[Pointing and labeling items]

━━━━━━━━━━━━━━━━━━━━

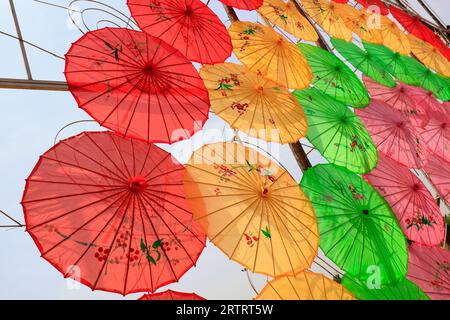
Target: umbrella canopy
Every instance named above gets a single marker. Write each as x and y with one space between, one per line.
438 171
243 4
304 286
188 25
367 63
413 205
253 104
265 51
392 133
136 85
358 230
403 290
324 13
252 209
403 98
171 295
429 56
110 212
286 16
429 268
334 78
337 133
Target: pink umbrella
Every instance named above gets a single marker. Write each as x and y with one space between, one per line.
438 171
413 205
392 133
429 268
403 97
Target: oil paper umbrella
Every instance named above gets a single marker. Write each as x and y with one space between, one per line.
429 268
110 212
358 230
136 85
252 209
413 205
438 171
304 286
323 12
265 51
367 63
286 16
188 25
171 295
337 133
334 78
403 290
253 104
393 134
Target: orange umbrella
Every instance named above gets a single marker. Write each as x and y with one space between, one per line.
304 286
253 104
265 51
252 209
286 16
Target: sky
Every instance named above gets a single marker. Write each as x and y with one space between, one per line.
30 122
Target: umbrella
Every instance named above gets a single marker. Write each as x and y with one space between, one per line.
415 208
334 78
252 209
136 85
337 133
263 50
171 295
286 16
438 171
403 98
253 104
429 268
392 133
358 230
188 25
243 4
324 13
429 56
392 62
367 63
403 290
304 286
110 212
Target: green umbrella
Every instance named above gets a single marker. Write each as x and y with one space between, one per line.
403 290
393 63
429 80
365 62
337 132
334 77
358 230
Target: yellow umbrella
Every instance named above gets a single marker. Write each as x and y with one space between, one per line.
253 104
429 55
286 16
325 14
267 52
304 286
252 209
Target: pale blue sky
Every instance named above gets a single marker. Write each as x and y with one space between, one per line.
30 121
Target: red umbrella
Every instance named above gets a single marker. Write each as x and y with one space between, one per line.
416 211
188 25
429 268
403 98
392 133
243 4
110 212
171 295
136 85
438 171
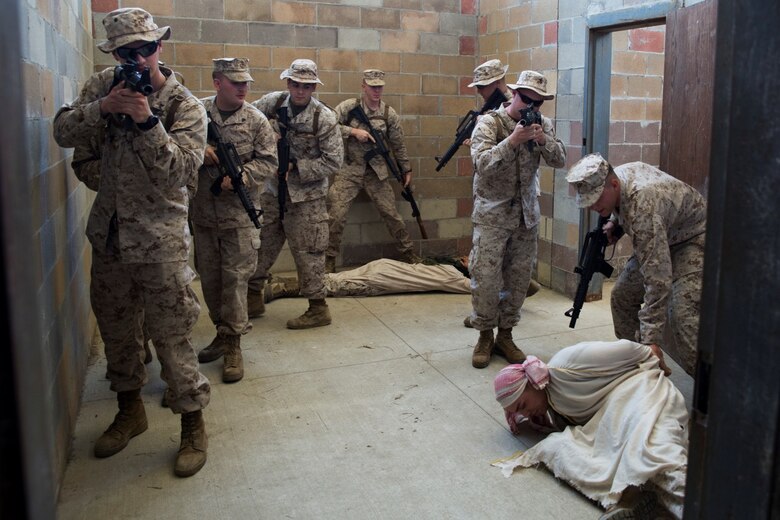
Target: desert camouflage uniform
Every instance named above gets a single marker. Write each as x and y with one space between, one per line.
140 240
505 217
666 219
305 222
373 176
226 240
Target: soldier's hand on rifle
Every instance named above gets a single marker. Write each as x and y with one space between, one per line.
227 184
523 134
361 135
127 101
609 230
210 156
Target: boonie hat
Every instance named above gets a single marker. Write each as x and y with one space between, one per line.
234 69
128 25
588 176
374 77
532 80
302 71
489 72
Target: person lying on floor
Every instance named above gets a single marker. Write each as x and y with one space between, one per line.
619 426
385 276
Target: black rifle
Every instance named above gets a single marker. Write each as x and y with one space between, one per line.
528 117
134 80
283 152
467 124
591 261
138 81
230 166
380 148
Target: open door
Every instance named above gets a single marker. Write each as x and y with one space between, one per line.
689 77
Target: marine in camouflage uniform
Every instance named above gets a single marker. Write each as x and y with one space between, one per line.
372 176
316 152
226 240
506 159
138 230
666 220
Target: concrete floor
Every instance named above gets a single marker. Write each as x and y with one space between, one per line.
379 415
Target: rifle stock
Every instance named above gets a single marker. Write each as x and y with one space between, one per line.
230 166
380 148
466 127
591 261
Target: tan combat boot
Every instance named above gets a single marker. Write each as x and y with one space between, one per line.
233 368
214 351
330 264
194 443
483 349
507 348
317 315
255 304
634 503
282 287
129 422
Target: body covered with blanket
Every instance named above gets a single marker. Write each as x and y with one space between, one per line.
624 424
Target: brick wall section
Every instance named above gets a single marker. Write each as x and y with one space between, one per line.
427 47
637 84
525 35
56 58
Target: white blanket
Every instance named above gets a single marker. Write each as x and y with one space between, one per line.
631 424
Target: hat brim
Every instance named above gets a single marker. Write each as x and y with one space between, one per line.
488 81
238 77
299 79
163 33
586 201
545 95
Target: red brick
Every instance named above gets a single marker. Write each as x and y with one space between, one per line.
550 33
468 6
465 206
483 25
646 40
468 46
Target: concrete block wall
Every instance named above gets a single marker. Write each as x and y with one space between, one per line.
427 48
56 57
527 35
637 93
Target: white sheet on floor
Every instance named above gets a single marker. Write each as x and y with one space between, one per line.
631 424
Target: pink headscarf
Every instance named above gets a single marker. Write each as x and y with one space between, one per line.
511 380
510 383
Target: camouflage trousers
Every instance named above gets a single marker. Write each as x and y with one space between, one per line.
225 259
305 226
683 310
160 298
500 264
344 190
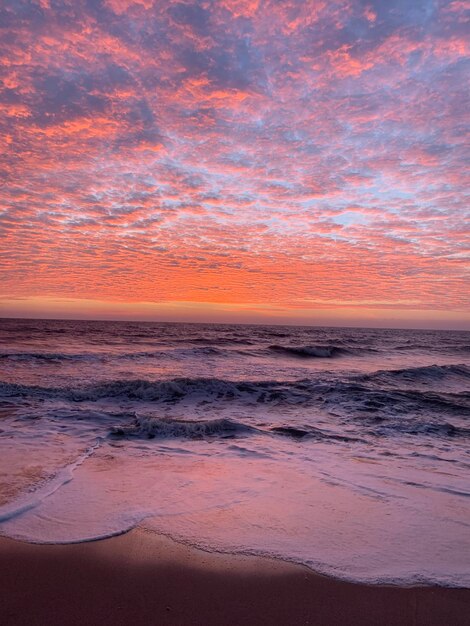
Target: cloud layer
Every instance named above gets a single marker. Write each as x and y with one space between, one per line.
308 155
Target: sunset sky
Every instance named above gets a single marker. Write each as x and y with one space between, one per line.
231 160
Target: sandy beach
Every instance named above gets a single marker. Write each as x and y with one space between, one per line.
142 578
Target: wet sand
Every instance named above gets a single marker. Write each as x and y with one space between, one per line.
141 578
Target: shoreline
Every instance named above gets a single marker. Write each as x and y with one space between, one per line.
140 577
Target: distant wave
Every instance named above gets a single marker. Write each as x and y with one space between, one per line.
421 374
318 352
153 427
47 356
174 390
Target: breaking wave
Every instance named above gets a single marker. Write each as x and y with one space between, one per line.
153 427
420 374
319 352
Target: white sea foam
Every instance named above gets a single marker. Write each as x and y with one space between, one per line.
356 466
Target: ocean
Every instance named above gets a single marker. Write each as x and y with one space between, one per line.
344 449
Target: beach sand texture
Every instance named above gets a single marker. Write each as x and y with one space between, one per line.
140 578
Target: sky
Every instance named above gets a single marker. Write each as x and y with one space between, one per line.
236 160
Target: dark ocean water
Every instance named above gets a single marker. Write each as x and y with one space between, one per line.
345 449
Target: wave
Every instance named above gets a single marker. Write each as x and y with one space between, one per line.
153 427
421 374
170 391
319 352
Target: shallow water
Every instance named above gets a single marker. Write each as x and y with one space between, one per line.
344 449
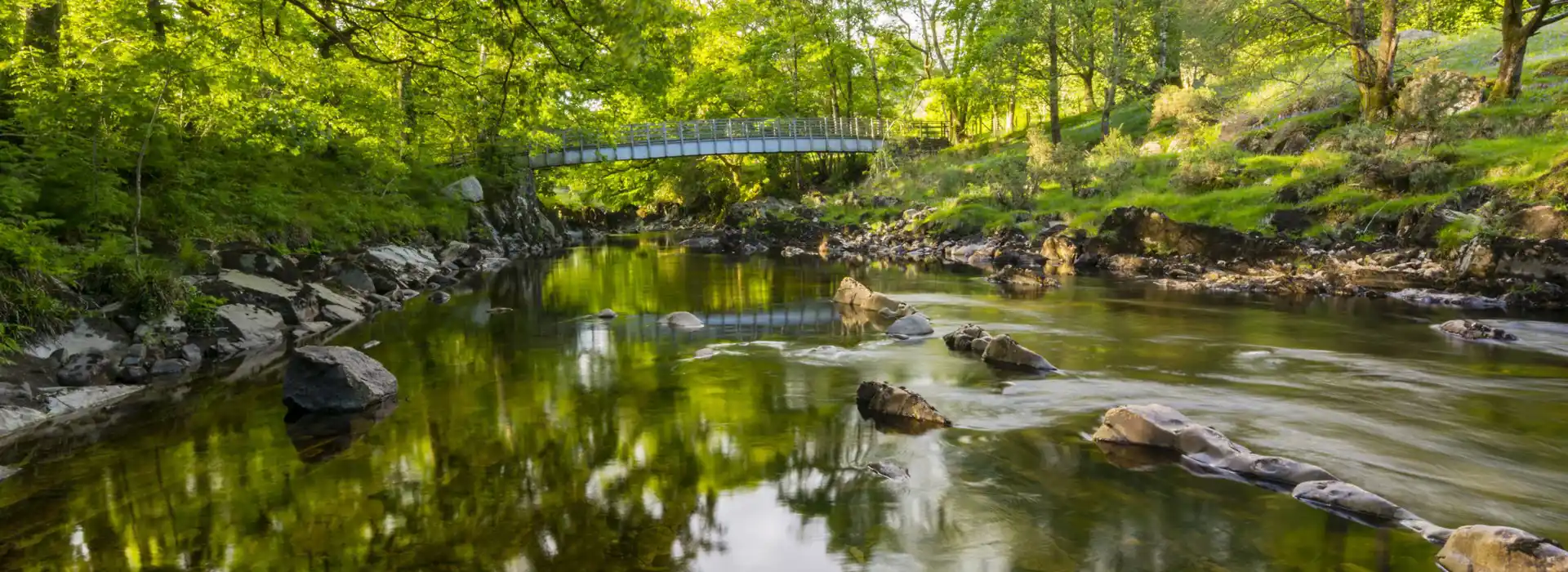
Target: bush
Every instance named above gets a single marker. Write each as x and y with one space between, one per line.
1060 163
1114 160
1206 168
1191 109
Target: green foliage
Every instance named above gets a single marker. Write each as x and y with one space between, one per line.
1191 109
1114 160
1208 167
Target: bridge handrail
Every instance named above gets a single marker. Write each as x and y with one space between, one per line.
748 129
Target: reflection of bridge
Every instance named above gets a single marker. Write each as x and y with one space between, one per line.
733 136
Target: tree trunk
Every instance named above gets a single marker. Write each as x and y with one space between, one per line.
1054 90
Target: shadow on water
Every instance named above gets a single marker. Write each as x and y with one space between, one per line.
541 439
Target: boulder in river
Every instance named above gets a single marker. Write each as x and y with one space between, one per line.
880 399
336 380
1501 549
1002 350
911 324
1471 329
681 320
1156 425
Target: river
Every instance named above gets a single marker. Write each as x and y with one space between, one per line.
540 439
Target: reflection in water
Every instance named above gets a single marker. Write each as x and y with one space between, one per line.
537 439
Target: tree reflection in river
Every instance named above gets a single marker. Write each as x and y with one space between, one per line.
545 439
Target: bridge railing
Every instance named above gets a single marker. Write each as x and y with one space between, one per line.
746 129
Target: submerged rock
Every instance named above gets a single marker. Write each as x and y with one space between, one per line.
911 324
1471 329
1004 351
1156 425
681 320
1501 549
336 380
880 399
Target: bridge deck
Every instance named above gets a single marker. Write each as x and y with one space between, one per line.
729 136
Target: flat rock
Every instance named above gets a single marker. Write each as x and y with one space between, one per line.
911 324
1005 351
1501 549
681 320
880 399
336 380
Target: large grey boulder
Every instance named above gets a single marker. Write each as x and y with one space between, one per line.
1156 425
1002 350
466 189
336 380
1501 549
681 320
87 369
880 399
911 324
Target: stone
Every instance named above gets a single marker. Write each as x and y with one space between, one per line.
1501 549
341 315
1349 498
466 189
681 320
1002 350
880 399
1150 425
168 367
336 380
248 328
358 278
1471 329
911 324
87 369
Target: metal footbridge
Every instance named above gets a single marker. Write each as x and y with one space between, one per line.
734 136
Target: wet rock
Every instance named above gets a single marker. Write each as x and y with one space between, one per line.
681 320
87 369
322 436
1156 425
888 471
880 399
911 324
1021 278
248 328
466 189
289 302
341 315
336 380
1471 329
168 367
1002 350
1501 549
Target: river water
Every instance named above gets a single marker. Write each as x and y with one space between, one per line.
538 439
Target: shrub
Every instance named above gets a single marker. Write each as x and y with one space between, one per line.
1206 168
1114 159
1189 107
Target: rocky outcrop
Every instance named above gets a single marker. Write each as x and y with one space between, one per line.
1022 278
1470 329
880 399
336 380
1356 503
858 295
911 324
1155 425
996 350
686 320
1501 549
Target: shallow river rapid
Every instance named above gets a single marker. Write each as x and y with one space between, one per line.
540 439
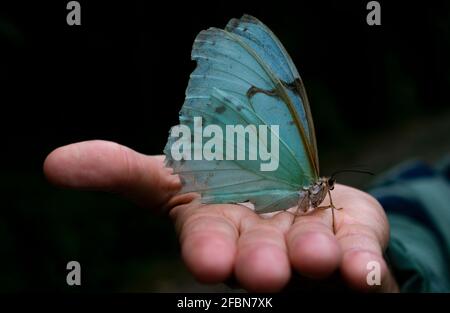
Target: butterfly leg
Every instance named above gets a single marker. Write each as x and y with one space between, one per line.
332 207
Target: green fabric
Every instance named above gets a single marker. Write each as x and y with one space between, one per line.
419 250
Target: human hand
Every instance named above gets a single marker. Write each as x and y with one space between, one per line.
220 241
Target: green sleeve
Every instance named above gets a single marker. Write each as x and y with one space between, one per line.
416 198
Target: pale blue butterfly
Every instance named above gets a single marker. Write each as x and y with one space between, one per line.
244 76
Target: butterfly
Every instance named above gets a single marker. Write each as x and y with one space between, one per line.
244 76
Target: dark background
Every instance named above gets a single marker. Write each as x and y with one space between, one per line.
379 96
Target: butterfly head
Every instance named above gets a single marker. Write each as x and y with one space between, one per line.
330 183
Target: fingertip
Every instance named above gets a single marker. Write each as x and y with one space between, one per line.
57 163
315 254
364 270
262 268
209 258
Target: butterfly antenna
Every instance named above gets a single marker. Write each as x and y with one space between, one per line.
333 176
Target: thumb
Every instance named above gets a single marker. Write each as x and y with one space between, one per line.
108 166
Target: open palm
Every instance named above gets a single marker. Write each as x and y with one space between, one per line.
220 241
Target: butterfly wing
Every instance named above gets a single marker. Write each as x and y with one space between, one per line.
264 42
228 67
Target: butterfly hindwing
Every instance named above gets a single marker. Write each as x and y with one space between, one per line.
234 83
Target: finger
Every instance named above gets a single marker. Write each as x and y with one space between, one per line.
363 235
363 265
208 236
313 248
262 264
108 166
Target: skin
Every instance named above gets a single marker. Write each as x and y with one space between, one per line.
223 241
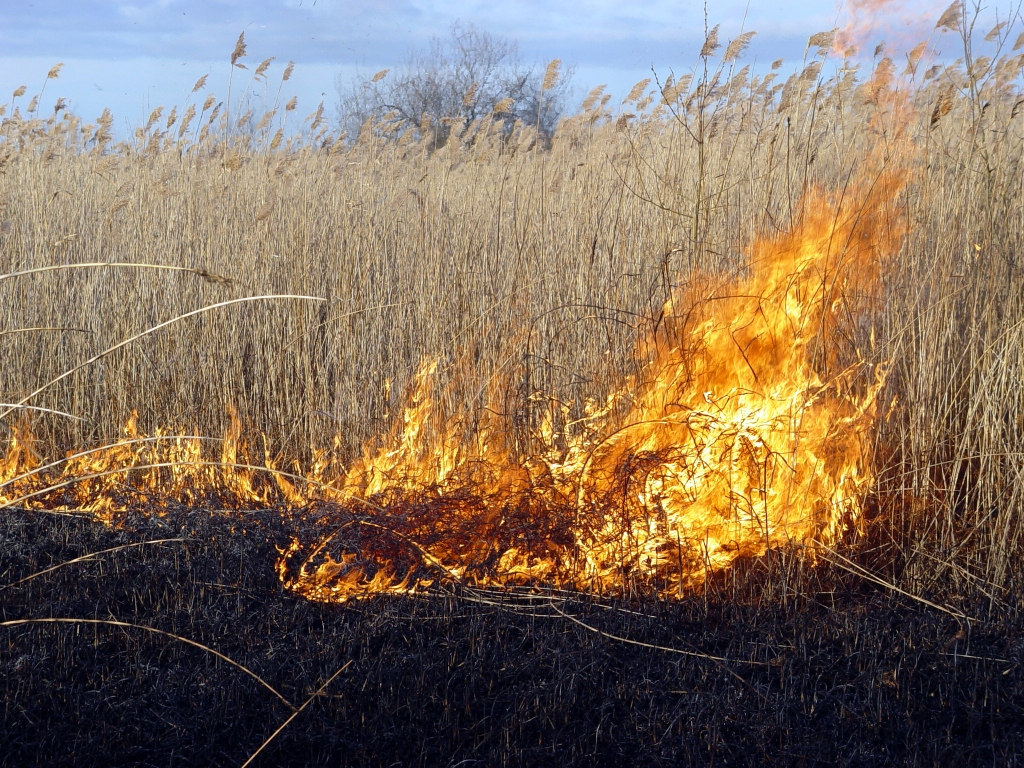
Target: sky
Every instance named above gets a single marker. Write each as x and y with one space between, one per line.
133 56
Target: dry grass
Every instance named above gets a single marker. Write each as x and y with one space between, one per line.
526 269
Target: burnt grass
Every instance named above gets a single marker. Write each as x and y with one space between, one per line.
836 672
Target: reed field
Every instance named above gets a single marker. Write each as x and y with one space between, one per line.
305 280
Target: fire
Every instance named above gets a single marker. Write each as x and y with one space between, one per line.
750 428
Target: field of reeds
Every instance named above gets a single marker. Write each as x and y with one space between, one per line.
299 279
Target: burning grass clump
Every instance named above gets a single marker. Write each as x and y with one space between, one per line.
716 446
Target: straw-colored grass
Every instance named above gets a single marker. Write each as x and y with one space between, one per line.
525 269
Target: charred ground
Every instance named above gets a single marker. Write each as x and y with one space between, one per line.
822 667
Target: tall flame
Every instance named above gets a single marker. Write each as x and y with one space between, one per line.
750 428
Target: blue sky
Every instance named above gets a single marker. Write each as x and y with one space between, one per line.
133 56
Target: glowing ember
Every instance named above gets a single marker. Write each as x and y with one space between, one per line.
750 428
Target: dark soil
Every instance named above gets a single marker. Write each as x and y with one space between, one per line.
833 671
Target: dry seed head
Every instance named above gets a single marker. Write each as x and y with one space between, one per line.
711 43
821 39
263 66
551 75
993 34
950 18
240 48
316 117
637 90
186 119
265 120
942 105
913 57
593 97
735 49
154 117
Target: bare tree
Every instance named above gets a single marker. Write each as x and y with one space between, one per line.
466 76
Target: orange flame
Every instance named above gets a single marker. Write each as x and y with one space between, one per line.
749 429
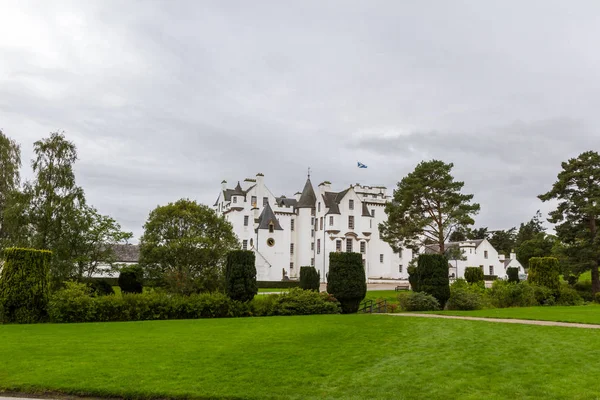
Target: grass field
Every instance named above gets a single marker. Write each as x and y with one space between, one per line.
589 314
312 357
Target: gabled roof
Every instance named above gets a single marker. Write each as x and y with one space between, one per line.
267 216
308 197
332 201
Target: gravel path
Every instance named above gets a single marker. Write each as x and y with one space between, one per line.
503 320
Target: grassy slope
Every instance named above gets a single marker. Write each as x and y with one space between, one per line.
344 357
589 314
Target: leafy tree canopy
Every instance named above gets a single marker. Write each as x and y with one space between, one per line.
184 246
427 206
577 190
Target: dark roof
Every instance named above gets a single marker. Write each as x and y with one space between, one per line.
266 217
332 200
308 197
284 201
126 252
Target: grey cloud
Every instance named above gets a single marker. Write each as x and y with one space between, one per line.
166 99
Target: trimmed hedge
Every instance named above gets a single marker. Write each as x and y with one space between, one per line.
240 275
277 284
24 285
474 275
513 274
544 271
432 272
76 304
131 279
346 280
310 279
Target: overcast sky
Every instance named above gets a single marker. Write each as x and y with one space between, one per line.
166 99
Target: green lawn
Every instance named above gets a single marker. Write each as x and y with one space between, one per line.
589 314
312 357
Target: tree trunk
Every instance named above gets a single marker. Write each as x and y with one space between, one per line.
595 278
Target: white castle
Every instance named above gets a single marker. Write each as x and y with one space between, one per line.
287 233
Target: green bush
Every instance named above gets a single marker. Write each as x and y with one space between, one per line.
513 274
504 294
543 295
24 285
544 271
473 274
464 296
305 302
413 278
418 301
240 275
101 288
310 279
346 280
567 296
584 289
131 279
432 272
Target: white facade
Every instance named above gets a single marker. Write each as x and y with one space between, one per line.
287 233
481 253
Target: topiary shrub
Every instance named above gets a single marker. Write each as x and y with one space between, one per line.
432 272
474 275
131 279
413 278
544 271
346 280
101 287
240 275
567 296
418 301
24 285
310 278
513 274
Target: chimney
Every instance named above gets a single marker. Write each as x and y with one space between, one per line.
260 179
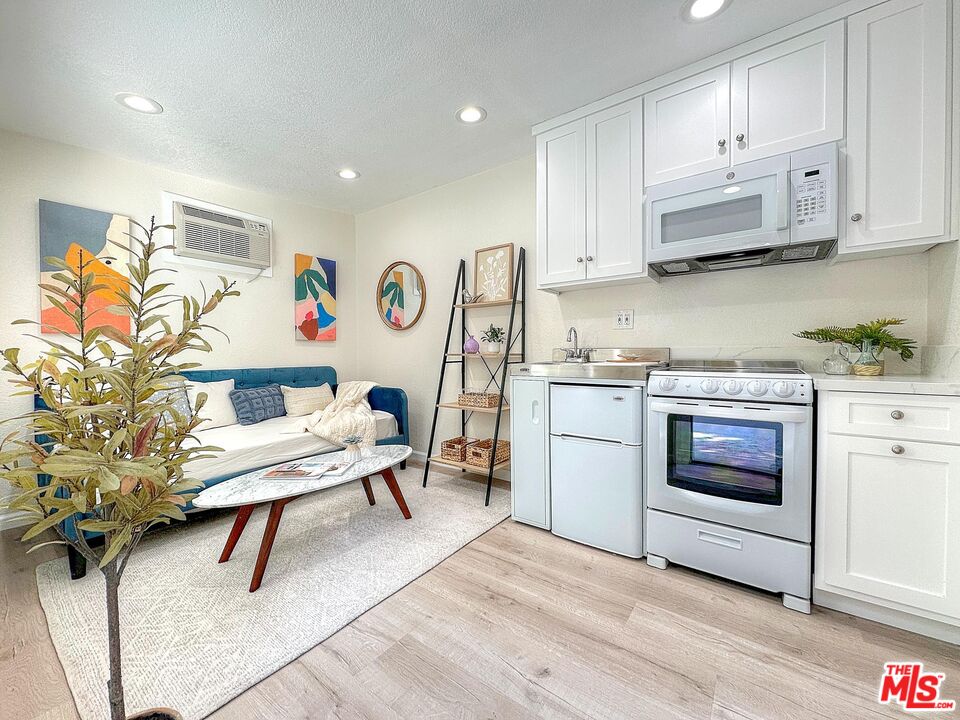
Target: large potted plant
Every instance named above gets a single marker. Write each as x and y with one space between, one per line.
870 339
105 453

━━━━━━━━━━━━━━━━━━━━

> Goal
Rewrite everything from the line reading "Target: green bush" down to the end of the items, swapping "topiary shrub" for "trimmed shrub" and keeping every other character as it stands. Leave the pictures out of your answer.

> Exercise solution
Target: green bush
Every instance named above gets a single marker. Write each as x and y with one space between, one per line.
513 274
504 294
543 295
24 285
544 271
473 274
464 296
305 302
413 278
418 301
240 275
101 288
310 279
346 280
567 296
584 289
131 279
432 272
Target: white facade
Every instance named above gets a single marker. Write each as x and y with one space between, one per line.
287 233
481 253
Target: trimmed shrub
Every instance named above gets a single marker. Write each as x and y with one space between, one per line.
432 272
474 275
131 279
413 278
544 271
346 280
101 287
240 275
567 296
418 301
24 285
310 278
513 274
Target: chimney
Every instance named above gets a single marker. Write each as x and y with one space between, one per line.
260 179
Target: large potted plant
Every instance named above gets a single marker. Write each as x and y with one space between, one per line.
870 339
105 453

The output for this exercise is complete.